**What you are asked to do:** Would you please copy the part of the material below that opens with the line containing "Locate every instance of the woven" and closes with the line containing "Locate every instance of the mug handle"? Copy it exactly, and only it.

**Provided data:**
-*-
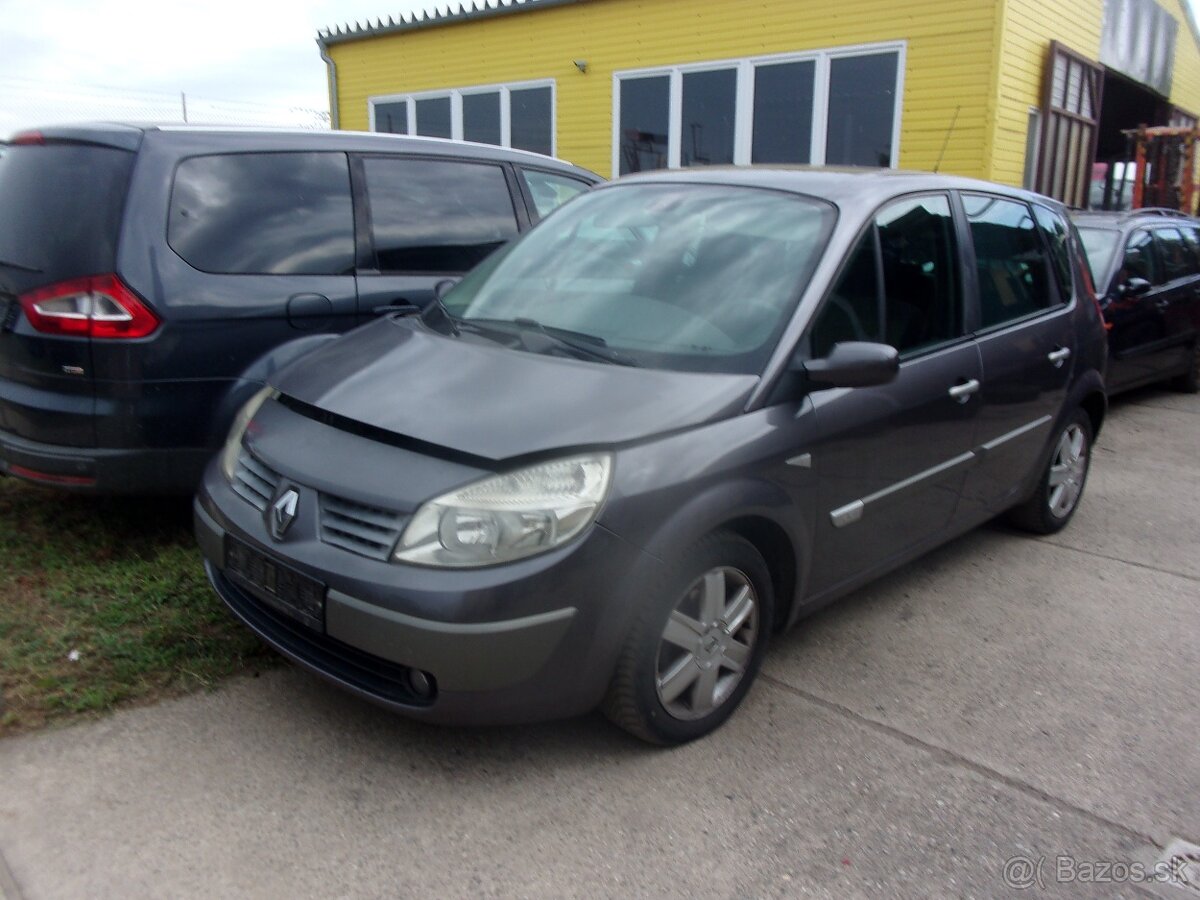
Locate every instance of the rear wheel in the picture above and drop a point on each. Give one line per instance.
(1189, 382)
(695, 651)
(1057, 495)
-*-
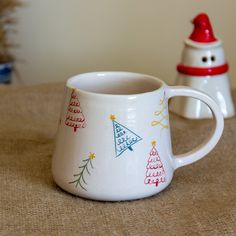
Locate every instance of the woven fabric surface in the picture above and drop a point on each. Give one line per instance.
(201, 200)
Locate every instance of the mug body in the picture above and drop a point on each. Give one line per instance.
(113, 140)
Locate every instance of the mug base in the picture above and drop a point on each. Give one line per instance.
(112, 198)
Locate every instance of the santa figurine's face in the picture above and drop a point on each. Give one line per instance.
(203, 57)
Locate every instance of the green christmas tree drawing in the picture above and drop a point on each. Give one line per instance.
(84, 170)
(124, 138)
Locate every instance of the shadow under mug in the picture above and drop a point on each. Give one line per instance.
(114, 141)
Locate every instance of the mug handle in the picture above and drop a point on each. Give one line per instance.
-*-
**Solution to this task:**
Locate every instance of the woven fabric surface in the picture above and drop a point on each. Give one line per instance.
(201, 200)
Locate every instance of the mug body in the picture above and drop a point on each. Give one line per instance.
(113, 140)
Locate every instance of the mug base in the picture above and drop a point on each. Give one line per instance.
(112, 198)
Locate every instance of the santa figurine's face in the picture above and drop a point on each. Give one line per instance.
(203, 57)
Locate every instance of the green christmas tree drawing in the picture above and drop a point on each. Give one line per instance.
(84, 170)
(124, 138)
Locate every instance of the shadow under mug in the picture above and drop a point on each. Give one line per instance.
(114, 141)
Locate every instance of the mug handle in the picture above and drop a point on each. Give one line per instance.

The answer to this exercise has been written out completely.